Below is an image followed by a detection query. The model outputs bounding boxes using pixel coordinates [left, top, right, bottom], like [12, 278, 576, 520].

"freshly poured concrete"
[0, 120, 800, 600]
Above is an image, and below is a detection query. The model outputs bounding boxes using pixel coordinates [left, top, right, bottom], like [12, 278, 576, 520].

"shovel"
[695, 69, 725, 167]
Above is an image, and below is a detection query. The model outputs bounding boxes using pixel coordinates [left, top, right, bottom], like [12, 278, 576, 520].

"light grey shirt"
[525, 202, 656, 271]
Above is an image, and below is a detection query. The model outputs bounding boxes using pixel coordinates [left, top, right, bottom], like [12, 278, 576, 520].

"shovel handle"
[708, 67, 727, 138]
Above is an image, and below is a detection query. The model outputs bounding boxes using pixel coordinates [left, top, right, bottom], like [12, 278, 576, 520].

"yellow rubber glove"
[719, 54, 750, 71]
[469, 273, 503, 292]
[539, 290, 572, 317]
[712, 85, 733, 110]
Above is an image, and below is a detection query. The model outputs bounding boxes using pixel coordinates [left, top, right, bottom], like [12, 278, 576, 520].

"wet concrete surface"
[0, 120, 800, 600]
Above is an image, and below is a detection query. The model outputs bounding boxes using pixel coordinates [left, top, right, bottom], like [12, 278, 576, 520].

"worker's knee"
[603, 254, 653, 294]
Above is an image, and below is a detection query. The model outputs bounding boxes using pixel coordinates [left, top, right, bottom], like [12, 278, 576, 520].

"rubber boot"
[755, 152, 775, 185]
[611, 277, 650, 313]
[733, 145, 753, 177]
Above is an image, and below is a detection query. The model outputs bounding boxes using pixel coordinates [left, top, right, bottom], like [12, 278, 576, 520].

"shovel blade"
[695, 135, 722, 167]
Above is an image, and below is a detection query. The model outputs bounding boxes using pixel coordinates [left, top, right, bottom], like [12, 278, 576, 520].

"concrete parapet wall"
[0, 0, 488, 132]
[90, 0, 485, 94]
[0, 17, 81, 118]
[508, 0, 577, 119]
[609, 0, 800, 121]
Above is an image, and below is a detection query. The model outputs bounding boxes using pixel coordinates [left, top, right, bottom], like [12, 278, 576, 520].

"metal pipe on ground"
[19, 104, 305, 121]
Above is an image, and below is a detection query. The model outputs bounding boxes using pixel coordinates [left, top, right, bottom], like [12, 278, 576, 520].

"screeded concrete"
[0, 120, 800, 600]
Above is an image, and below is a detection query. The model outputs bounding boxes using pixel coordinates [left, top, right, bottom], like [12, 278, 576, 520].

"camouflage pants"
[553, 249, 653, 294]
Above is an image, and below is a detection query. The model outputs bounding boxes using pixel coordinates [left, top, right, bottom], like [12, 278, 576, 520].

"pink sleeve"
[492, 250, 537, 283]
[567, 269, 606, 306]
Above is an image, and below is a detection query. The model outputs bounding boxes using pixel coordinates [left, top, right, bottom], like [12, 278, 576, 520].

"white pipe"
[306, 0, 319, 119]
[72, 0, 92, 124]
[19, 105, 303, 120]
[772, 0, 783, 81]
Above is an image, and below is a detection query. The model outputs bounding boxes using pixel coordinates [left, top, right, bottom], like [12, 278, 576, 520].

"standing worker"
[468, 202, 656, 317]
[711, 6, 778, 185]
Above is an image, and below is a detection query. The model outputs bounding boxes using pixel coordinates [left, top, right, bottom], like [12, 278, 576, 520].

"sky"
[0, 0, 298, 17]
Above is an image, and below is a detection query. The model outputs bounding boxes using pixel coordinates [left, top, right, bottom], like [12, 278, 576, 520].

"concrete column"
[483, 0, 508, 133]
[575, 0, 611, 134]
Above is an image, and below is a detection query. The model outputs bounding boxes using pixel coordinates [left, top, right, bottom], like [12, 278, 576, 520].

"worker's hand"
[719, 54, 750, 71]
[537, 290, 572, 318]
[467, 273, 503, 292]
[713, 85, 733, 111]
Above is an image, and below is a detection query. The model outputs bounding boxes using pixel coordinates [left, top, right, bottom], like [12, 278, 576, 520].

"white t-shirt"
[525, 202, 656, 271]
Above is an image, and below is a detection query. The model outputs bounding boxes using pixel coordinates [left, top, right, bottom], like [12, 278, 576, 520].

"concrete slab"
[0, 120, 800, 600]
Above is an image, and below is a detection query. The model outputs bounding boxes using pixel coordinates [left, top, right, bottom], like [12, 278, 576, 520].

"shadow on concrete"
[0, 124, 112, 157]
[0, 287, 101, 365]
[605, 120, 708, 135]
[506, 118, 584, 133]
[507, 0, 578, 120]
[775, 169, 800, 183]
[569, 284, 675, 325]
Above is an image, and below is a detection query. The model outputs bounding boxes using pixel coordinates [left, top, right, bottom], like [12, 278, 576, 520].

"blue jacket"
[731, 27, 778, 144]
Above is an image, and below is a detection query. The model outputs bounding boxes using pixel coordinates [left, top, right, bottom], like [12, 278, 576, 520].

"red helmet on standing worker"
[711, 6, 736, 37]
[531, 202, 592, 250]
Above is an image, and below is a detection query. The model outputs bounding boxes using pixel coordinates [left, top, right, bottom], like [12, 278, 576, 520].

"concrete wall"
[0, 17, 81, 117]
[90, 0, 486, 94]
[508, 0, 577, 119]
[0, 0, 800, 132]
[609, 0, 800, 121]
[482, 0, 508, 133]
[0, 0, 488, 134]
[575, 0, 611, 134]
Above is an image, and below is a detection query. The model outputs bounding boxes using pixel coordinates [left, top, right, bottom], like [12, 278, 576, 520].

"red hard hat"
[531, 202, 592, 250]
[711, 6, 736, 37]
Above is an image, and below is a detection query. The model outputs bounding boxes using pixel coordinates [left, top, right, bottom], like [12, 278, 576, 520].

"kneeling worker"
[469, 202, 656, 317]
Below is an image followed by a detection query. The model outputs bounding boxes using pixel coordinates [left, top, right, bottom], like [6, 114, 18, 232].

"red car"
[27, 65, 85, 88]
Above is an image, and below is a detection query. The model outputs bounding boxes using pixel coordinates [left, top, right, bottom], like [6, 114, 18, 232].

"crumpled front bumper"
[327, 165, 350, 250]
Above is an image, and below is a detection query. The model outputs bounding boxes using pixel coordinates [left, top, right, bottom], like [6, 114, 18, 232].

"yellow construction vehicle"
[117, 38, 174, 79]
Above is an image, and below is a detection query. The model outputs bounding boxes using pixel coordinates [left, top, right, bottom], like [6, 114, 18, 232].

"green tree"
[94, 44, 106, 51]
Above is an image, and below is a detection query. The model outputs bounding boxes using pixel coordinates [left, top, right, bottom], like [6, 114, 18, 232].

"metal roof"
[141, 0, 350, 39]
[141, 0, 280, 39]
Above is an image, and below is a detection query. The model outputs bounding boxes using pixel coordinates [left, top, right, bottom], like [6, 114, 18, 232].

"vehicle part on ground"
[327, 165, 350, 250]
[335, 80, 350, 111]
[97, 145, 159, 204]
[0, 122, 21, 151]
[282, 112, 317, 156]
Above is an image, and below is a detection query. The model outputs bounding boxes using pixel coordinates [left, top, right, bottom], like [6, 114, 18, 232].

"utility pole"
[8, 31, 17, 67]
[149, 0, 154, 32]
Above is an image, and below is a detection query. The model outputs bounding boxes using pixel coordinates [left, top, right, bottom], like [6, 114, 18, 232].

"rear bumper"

^^^^^^^^^^^^^^^^

# GIVEN TASK
Turn every line of all the entries above into a numbered list, omitting the blank lines.

# RESPONSE FOR THIS EXERCISE
1. Below is an image followed by a detection query. The model outputs bounding boxes using pixel coordinates [left, top, right, bottom], like [12, 278, 576, 520].
2. "freshly poured concrete"
3. [0, 120, 800, 600]
4. Above is an image, and below is a detection query. The model outputs bounding boxes using pixel coordinates [left, top, right, bottom], like [12, 278, 576, 520].
5. "shovel"
6. [695, 69, 725, 167]
7. Above is an image, and below is a detection query. The model outputs bounding boxes using pixel coordinates [left, top, right, bottom], like [12, 278, 576, 520].
8. "light grey shirt"
9. [525, 202, 656, 271]
10. Above is an image, and below is a detection query. The model outputs bounding boxes using pixel coordinates [left, top, right, bottom], like [12, 278, 576, 520].
11. "shovel handle"
12. [708, 67, 727, 138]
13. Above is an image, and below is a detection query. The model outputs bounding boxes using pixel coordinates [left, top, right, bottom], like [12, 278, 576, 520].
14. "yellow rubber glove"
15. [719, 54, 750, 71]
16. [469, 273, 503, 292]
17. [539, 290, 572, 317]
18. [712, 85, 733, 110]
19. Above is an image, and below is a detection query. The model outputs bounding boxes using pixel coordinates [left, top, right, bottom], like [12, 278, 576, 520].
20. "wet concrete surface"
21. [0, 120, 800, 600]
22. Above is an image, and below is a detection query. The model outputs bounding boxes using pixel coordinates [left, top, right, bottom], like [12, 278, 576, 520].
23. "worker's knee"
24. [603, 254, 653, 294]
25. Above is an image, and below is a detection query. The model outputs bounding boxes using pixel coordinates [left, top, right, bottom], like [12, 278, 576, 520].
26. "rubber boot"
27. [755, 152, 775, 185]
28. [611, 277, 650, 313]
29. [733, 145, 753, 177]
30. Above is an image, and below is a detection query. The model outputs bounding boxes using pixel coordinates [left, top, right, bottom], like [12, 278, 576, 520].
31. "shovel blade"
32. [695, 135, 722, 167]
33. Above is an image, and below is a detection query. The model outputs bounding boxes using pixel coordinates [left, top, right, bottom], like [12, 278, 576, 520].
34. "concrete parapet wall"
35. [0, 0, 488, 132]
36. [90, 0, 485, 94]
37. [0, 17, 81, 118]
38. [508, 0, 577, 119]
39. [609, 0, 800, 121]
40. Above is an image, and below is a detection query. The model outputs bounding boxes using pixel coordinates [left, top, right, bottom], like [12, 278, 576, 520].
41. "metal pipe on ground"
42. [19, 104, 305, 121]
43. Above is an image, and below is a detection query. The model outputs bounding boxes using pixel coordinates [left, top, right, bottom], like [12, 278, 576, 520].
44. "screeded concrete"
45. [0, 120, 800, 600]
46. Above is an image, and below is a detection query. The model outputs bounding boxes using pixel coordinates [left, top, right, bottom], like [12, 278, 576, 520].
47. "camouflage pants"
48. [553, 249, 653, 294]
49. Above is an image, and below is a detection query. The model outputs bounding boxes using pixel coordinates [left, top, right, bottom], like [12, 278, 576, 520].
50. "pink sleeve"
51. [492, 250, 537, 283]
52. [567, 269, 606, 306]
53. Above is an image, and below is a detection query. The model outputs bounding boxes using pixel coordinates [left, top, right, bottom], like [12, 278, 576, 520].
54. "white pipe"
55. [306, 0, 319, 119]
56. [72, 0, 92, 124]
57. [19, 105, 303, 120]
58. [772, 0, 783, 81]
59. Above is an image, and below is a detection query. The model outputs bounding boxes using pixel coordinates [left, top, right, bottom], like [12, 278, 576, 520].
60. "standing worker"
61. [468, 202, 656, 317]
62. [711, 6, 778, 185]
63. Above is an image, and below is a detection query. The model outputs bounding boxes using pixel coordinates [left, top, right, bottom], like [12, 278, 576, 520].
64. "sky"
65. [0, 0, 298, 17]
66. Above is an image, and below is a detection query. The model outputs bounding boxes using pixel coordinates [left, top, right, bottom], like [12, 278, 576, 520].
67. "concrete column"
68. [483, 0, 508, 133]
69. [575, 0, 611, 134]
70. Above is an image, and below is a detection query. The model outputs bounding boxes using pixel coordinates [left, top, right, bottom], like [12, 278, 576, 520].
71. "worker's hand"
72. [719, 54, 750, 71]
73. [537, 290, 572, 318]
74. [467, 273, 503, 292]
75. [713, 85, 733, 111]
76. Above is an image, and below is a detection query. The model outputs bounding boxes using pixel coordinates [left, top, right, bottom], like [12, 278, 576, 520].
77. "white t-shirt"
78. [525, 202, 656, 271]
79. Above is an image, and below is a detection query. The model outputs bounding boxes using pixel coordinates [left, top, right, bottom], like [12, 278, 576, 520].
80. "concrete slab"
81. [0, 120, 800, 600]
82. Above is an image, and below is a detection query. The model outputs bounding boxes using pixel coordinates [left, top, right, bottom], like [12, 278, 576, 520].
83. "shadow on concrete"
84. [0, 124, 112, 157]
85. [0, 287, 101, 365]
86. [605, 120, 708, 135]
87. [506, 118, 584, 133]
88. [507, 0, 578, 120]
89. [775, 169, 800, 183]
90. [569, 284, 675, 325]
91. Above is an image, and below is a detection query. The model outputs bounding boxes using pixel coordinates [left, top, right, bottom], like [12, 278, 576, 520].
92. "blue jacket"
93. [731, 27, 778, 144]
94. Above is an image, and below is a detection query. The model outputs bounding boxes using pixel coordinates [left, top, right, bottom], like [12, 278, 576, 520].
95. "red helmet on standing worker"
96. [711, 6, 736, 37]
97. [531, 202, 592, 250]
98. Above is an image, and below is a detection query. The model outputs bounding boxes using pixel coordinates [left, top, right, bottom], like [12, 278, 576, 520].
99. "concrete wall"
100. [0, 17, 81, 117]
101. [90, 0, 486, 94]
102. [508, 0, 577, 119]
103. [0, 0, 800, 132]
104. [609, 0, 800, 121]
105. [482, 0, 508, 133]
106. [0, 0, 488, 134]
107. [575, 0, 611, 134]
108. Above is an image, and below is a detection query. The model outputs bounding boxes using pixel coordinates [left, top, right, bottom], like [12, 278, 576, 520].
109. "red hard hat"
110. [531, 202, 592, 250]
111. [711, 6, 736, 37]
112. Above is an image, and below is a detection query. The model outputs bounding boxes using pixel coordinates [left, top, right, bottom], like [12, 278, 576, 520].
113. "kneeling worker"
114. [469, 202, 656, 317]
115. Below is an image followed by a detection query. The model outputs bounding boxes using pixel coordinates [left, top, right, bottom], like [6, 114, 18, 232].
116. "red car"
117. [27, 65, 85, 88]
118. Above is an image, and below is a detection query. The model outputs bounding boxes using pixel coordinates [left, top, right, bottom], like [6, 114, 18, 232].
119. "crumpled front bumper"
120. [327, 165, 350, 250]
121. Above is an image, and below is a detection query. The model outputs bounding boxes using pixel coordinates [left, top, right, bottom], like [6, 114, 18, 232].
122. "yellow construction vehicle"
123. [117, 38, 174, 79]
124. Above is an image, and below is a detection query. The model outputs bounding boxes using pixel coordinates [left, top, right, bottom], like [6, 114, 18, 232].
125. "green tree"
126. [94, 44, 106, 51]
127. Above is an image, and below is a detection query. The model outputs bounding boxes using pixel coordinates [left, top, right, bottom], like [6, 114, 18, 232].
128. "metal roof"
129. [141, 0, 350, 39]
130. [141, 0, 280, 39]
131. Above is an image, and below is a detection query. The model outputs bounding boxes using pixel coordinates [left, top, right, bottom], like [6, 114, 18, 232].
132. "vehicle part on ground"
133. [327, 165, 350, 250]
134. [335, 80, 350, 111]
135. [97, 145, 159, 204]
136. [0, 122, 21, 151]
137. [282, 112, 317, 156]
138. Above is an image, and below is a detection query. The model outputs bounding boxes using pixel coordinates [left, top, right, bottom], like [6, 114, 18, 232].
139. "utility pole"
140. [8, 31, 17, 67]
141. [149, 0, 154, 32]
142. Above is an image, and below is a detection query. The model outputs bounding boxes using pixel coordinates [left, top, right, bottom], like [6, 114, 18, 232].
143. "rear bumper"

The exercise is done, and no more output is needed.